[Start Excerpt]

From the Economic Times (Times of India):
As the Kyoto Protocol reaches its final leg, it is increasingly clear that no successor agreement can be successful without India and China taking the lead.
Until the G8 summit at Heiligendamm this June, the role of China and India in climate change was primarily seen in terms of their potential contribution to the volume of certified- emission-reduction credits (CERs) from clean development mechanism (CDM) projects.
For industries in the developed world struggling to meet emission reduction obligations, CERs afford a cheaper way of offsetting their emission obligations. After Heiligendamm, perceptions have changed a wee bit. In addition to its commitment to the CDM, India has announced a voluntary national-level initiative to cap GHG emissions.
Al Gore’s ‘Inconvenient Truth’ has let loose a global warming mania. But Gore’s off-celluloid slogan “Give carbon a price” has produced a thumping impact amongst the movers and shakers of commodity markets who are unusually euphoric about carbon trade.

[End Excerpt]
[Start Items]

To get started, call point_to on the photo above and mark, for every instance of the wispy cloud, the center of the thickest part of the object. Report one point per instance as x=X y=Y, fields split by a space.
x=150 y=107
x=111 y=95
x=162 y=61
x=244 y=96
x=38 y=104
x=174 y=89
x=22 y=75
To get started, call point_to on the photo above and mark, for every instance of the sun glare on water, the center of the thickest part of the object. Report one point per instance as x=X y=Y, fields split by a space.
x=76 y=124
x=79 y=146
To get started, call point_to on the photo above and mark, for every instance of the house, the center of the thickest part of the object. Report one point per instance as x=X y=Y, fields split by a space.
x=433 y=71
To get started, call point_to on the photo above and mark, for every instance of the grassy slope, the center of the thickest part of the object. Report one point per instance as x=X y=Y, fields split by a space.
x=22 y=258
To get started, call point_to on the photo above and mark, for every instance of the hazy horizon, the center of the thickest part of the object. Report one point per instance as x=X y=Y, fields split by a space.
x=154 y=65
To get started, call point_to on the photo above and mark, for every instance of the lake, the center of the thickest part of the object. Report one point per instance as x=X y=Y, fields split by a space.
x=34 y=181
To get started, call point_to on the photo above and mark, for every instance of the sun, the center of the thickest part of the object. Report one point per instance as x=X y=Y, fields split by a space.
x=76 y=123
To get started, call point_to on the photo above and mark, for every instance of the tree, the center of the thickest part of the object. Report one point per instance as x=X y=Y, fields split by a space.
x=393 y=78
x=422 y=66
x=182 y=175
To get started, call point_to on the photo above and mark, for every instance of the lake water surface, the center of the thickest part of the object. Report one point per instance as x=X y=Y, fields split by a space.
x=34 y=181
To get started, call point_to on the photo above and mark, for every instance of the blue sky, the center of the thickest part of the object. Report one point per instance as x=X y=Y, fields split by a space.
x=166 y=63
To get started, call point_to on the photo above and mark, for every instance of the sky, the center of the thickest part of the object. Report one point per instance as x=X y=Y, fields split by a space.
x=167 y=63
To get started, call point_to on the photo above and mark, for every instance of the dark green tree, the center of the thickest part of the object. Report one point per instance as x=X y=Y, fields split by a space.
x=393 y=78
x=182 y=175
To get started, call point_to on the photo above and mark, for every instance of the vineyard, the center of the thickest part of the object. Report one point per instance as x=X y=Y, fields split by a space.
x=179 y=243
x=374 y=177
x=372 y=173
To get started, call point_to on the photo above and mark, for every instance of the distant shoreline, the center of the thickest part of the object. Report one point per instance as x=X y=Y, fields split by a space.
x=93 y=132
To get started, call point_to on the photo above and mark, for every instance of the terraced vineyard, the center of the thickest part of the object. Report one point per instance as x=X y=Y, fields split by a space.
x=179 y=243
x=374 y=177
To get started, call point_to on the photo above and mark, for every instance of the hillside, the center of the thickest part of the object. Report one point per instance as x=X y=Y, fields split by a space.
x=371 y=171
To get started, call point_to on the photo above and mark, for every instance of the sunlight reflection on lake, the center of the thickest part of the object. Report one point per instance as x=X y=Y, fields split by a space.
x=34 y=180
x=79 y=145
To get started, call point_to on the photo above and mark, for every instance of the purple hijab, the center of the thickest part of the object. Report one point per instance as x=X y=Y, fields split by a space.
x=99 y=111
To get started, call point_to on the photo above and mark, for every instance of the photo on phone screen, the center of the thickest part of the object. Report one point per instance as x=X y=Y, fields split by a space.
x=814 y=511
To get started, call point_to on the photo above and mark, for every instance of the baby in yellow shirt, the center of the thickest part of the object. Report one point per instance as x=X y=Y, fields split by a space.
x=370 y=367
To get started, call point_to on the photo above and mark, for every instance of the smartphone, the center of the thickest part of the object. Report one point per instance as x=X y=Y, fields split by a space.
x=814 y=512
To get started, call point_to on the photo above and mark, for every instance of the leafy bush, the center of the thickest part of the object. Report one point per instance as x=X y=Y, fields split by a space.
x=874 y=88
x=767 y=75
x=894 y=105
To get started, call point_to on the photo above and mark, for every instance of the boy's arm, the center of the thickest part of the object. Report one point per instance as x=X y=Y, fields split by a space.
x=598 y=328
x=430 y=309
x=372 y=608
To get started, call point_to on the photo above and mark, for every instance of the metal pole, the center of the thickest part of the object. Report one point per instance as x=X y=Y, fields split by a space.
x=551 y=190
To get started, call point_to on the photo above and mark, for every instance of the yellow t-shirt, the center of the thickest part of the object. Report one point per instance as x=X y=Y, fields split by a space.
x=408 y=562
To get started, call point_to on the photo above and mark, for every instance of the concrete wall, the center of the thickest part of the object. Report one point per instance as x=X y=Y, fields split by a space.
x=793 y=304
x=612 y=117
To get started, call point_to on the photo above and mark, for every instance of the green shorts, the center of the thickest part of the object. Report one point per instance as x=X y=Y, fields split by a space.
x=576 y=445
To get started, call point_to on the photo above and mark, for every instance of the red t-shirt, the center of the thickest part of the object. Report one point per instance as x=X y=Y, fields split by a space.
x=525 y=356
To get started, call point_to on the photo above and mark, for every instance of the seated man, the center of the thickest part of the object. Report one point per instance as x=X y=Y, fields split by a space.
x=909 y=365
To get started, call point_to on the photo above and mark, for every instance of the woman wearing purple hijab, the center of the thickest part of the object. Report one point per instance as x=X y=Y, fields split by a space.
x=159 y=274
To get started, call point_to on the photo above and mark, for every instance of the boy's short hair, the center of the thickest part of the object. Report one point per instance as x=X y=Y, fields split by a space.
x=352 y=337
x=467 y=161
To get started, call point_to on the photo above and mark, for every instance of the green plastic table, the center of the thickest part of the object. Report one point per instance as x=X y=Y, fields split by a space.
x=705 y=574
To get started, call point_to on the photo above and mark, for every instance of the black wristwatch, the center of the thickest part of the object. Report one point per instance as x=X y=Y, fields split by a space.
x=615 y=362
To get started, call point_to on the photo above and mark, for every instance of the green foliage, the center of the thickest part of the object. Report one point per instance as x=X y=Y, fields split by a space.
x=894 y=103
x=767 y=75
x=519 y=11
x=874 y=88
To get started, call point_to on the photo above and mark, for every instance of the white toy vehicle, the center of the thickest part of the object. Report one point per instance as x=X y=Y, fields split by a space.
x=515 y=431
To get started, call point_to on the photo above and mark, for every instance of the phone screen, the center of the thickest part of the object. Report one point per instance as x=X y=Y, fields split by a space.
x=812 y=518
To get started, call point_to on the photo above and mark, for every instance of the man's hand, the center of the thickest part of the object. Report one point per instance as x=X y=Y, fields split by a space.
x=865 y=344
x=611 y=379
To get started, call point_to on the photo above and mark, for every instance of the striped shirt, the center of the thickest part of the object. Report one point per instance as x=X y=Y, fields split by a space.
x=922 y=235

[End Items]

> Tasks to carry out
a - Rewrite everything from "From the Economic" down to "cap GHG emissions." in the Kyoto Protocol excerpt, substituting "carbon credits" for "CERs" each time it appears.
b - Set down the entries word for word, everything from the line containing "of the sunlight" down to the line containing "x=814 y=512", with both of those lines included.
The Kyoto Protocol excerpt and the entries come from separate, unrelated sources.

> Answers provided
a -
From the Economic Times (Times of India):
As the Kyoto Protocol reaches its final leg, it is increasingly clear that no successor agreement can be successful without India and China taking the lead.
Until the G8 summit at Heiligendamm this June, the role of China and India in climate change was primarily seen in terms of their potential contribution to the volume of certified- emission-reduction credits (carbon credits) from clean development mechanism (CDM) projects.
For industries in the developed world struggling to meet emission reduction obligations, carbon credits afford a cheaper way of offsetting their emission obligations. After Heiligendamm, perceptions have changed a wee bit. In addition to its commitment to the CDM, India has announced a voluntary national-level initiative to cap GHG emissions.

b -
To get started, call point_to on the photo above and mark, for every instance of the sunlight reflection on lake, the center of the thickest part of the object. Report one point per instance as x=X y=Y, fields split by a space.
x=34 y=180
x=79 y=145
To get started, call point_to on the photo above and mark, for every instance of the purple hijab, the center of the thickest part of the object. Report one point per instance as x=X y=Y, fields split by a space.
x=99 y=111
To get started, call point_to on the photo above and mark, for every instance of the photo on phone screen, the center of the thickest part of the object. Report one point per instance as x=X y=Y, fields split by a space.
x=814 y=511
To get started, call point_to on the photo above and mark, for every instance of the baby in yellow shirt, the center of the thickest part of the object. Report one point per instance as x=X y=Y, fields split by a space.
x=370 y=367
To get started, call point_to on the photo above and mark, for every instance of the smartphone, the center of the thickest part of the object. Report one point per instance as x=X y=Y, fields split by a space.
x=814 y=512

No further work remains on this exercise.